• **Provided entries**:
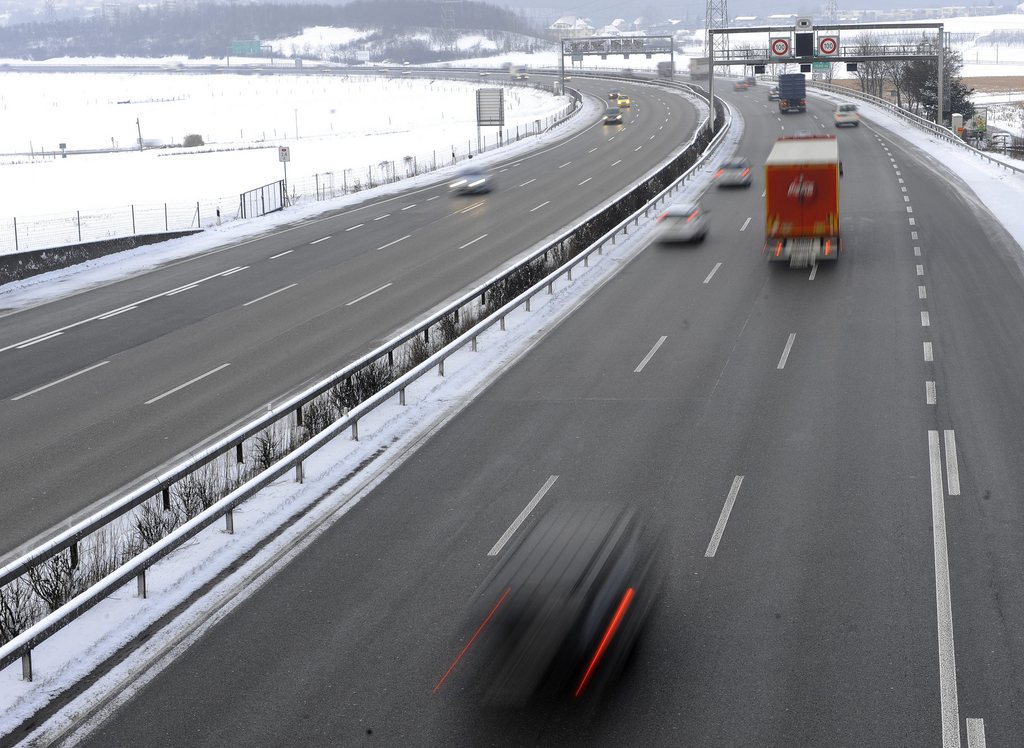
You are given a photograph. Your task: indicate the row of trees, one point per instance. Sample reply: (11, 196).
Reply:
(206, 30)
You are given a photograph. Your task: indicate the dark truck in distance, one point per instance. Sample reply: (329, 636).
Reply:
(792, 92)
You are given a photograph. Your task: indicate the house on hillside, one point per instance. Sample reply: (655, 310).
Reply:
(571, 27)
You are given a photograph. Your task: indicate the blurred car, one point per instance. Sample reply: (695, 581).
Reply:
(683, 222)
(735, 172)
(562, 610)
(846, 114)
(472, 180)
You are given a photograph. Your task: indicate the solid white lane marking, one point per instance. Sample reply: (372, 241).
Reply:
(61, 379)
(785, 351)
(650, 355)
(268, 295)
(943, 603)
(368, 295)
(952, 471)
(724, 517)
(975, 733)
(190, 381)
(390, 244)
(522, 516)
(123, 309)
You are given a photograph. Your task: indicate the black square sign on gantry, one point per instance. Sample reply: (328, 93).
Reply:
(804, 44)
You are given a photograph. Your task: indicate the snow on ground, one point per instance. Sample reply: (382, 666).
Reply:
(331, 123)
(74, 652)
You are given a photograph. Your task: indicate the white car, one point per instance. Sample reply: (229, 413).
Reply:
(846, 114)
(683, 222)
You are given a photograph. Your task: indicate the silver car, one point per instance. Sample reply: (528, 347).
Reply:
(683, 222)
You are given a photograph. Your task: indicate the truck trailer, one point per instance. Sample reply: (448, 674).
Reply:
(792, 92)
(802, 176)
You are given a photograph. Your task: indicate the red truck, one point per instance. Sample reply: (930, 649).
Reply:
(802, 176)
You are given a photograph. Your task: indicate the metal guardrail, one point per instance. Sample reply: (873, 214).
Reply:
(22, 646)
(913, 119)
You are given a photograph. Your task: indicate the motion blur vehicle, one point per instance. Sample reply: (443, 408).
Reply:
(735, 172)
(846, 114)
(682, 222)
(559, 616)
(472, 180)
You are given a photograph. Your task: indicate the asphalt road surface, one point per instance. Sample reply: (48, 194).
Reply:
(833, 455)
(102, 388)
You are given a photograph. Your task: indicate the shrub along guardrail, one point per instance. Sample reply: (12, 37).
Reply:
(65, 577)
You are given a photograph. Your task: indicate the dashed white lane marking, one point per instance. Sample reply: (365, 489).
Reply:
(724, 517)
(975, 733)
(268, 295)
(952, 470)
(368, 295)
(61, 379)
(391, 244)
(650, 354)
(785, 350)
(190, 381)
(522, 516)
(943, 601)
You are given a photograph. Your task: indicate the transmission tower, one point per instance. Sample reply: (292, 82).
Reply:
(717, 16)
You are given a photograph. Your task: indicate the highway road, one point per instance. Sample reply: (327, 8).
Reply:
(833, 456)
(105, 386)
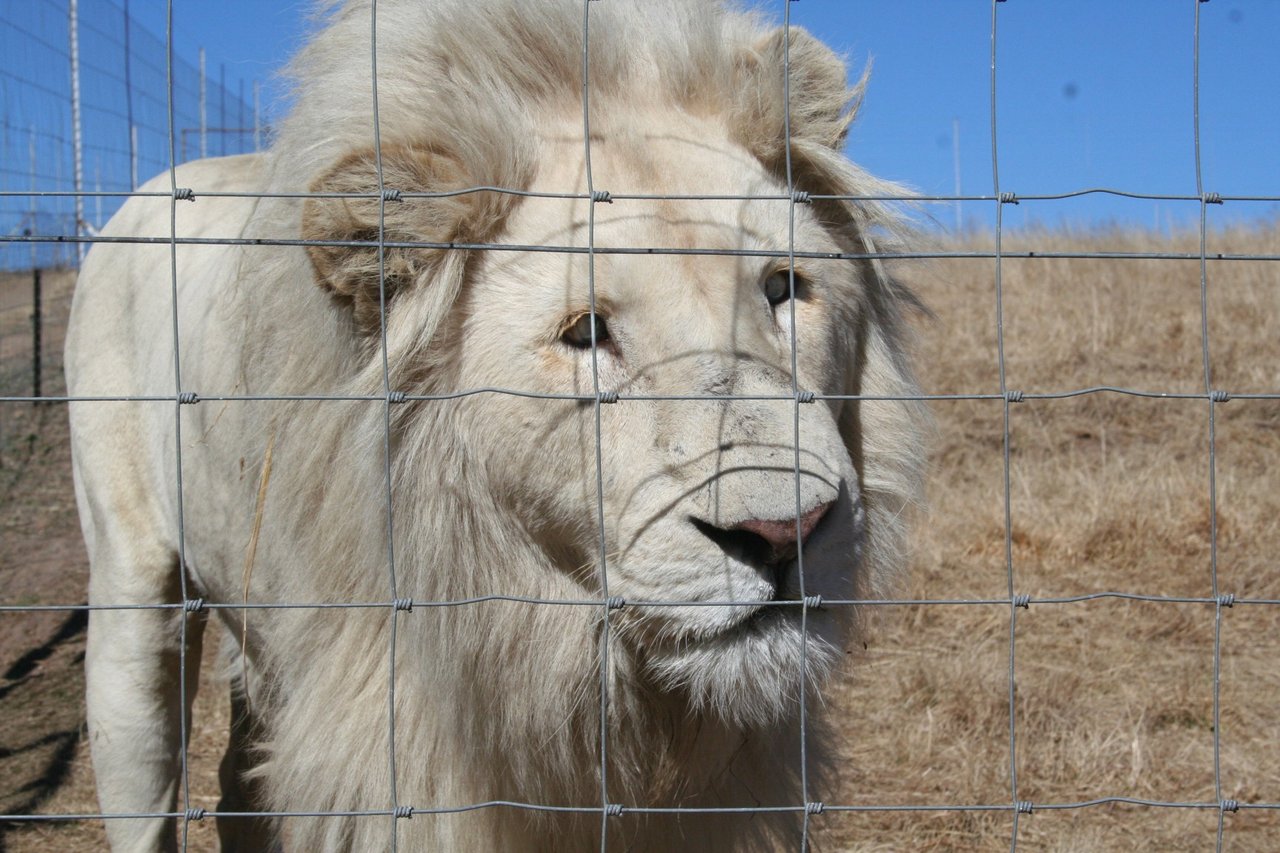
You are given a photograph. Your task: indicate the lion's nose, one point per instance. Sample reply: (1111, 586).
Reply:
(781, 533)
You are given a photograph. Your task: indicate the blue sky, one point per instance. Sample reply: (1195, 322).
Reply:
(1091, 94)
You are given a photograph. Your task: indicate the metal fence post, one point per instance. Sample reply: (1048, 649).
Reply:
(36, 331)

• **Task item**: Exactly as they appear, please return only the lines from the first line of the records through the line containing "You are given a photograph. Your task: indicate the red", both included, leaving out all pictures.

• **The answer**:
You are given a photograph. Your task: indicate the row of trees, one point per instance. Sample reply: (11, 196).
Reply:
(206, 30)
You are given a photograph. Your task: indicate the dark truck in distance, one point per instance. Sample reply: (329, 636).
Reply:
(792, 92)
You are given a photograph. Your task: indicate the house on hillside, one point per instance. Sample reply: (655, 310).
Reply:
(571, 27)
You are given a photograph. Your task: indicate the blurred car, one point per instance. Sample reply: (695, 581).
Reply:
(683, 222)
(735, 172)
(562, 610)
(846, 114)
(472, 180)
You are given a photograph. Your task: indicate the solid white lane marking, one point per instance. Sample reply: (372, 241).
Reply:
(61, 379)
(785, 351)
(650, 355)
(268, 295)
(943, 603)
(368, 295)
(952, 471)
(724, 517)
(975, 733)
(190, 381)
(390, 244)
(522, 516)
(123, 309)
You are given a photograph. Your task: indicate the black square sign on gantry, one point per instance. Sample reply: (328, 93).
Reply:
(804, 44)
You are given a photograph. Your task: indicate the snow on ground, one point per instance. Sample reply: (382, 666).
Reply:
(331, 123)
(74, 652)
You are given a photograph. Your task: indicate the white car, one point per instance. Sample reply: (229, 413).
Reply:
(846, 114)
(683, 222)
You are given a photograph. Your task: indicate the silver car, one point per instance. Sample reply: (528, 347).
Reply:
(683, 222)
You are given a photograph. Your task: indicate the truck trailer, one point per instance. Sample reply: (448, 674).
Reply:
(792, 92)
(802, 176)
You are given a photograph. Your task: indicate the red truck, one point per instance. Sample reply: (930, 649).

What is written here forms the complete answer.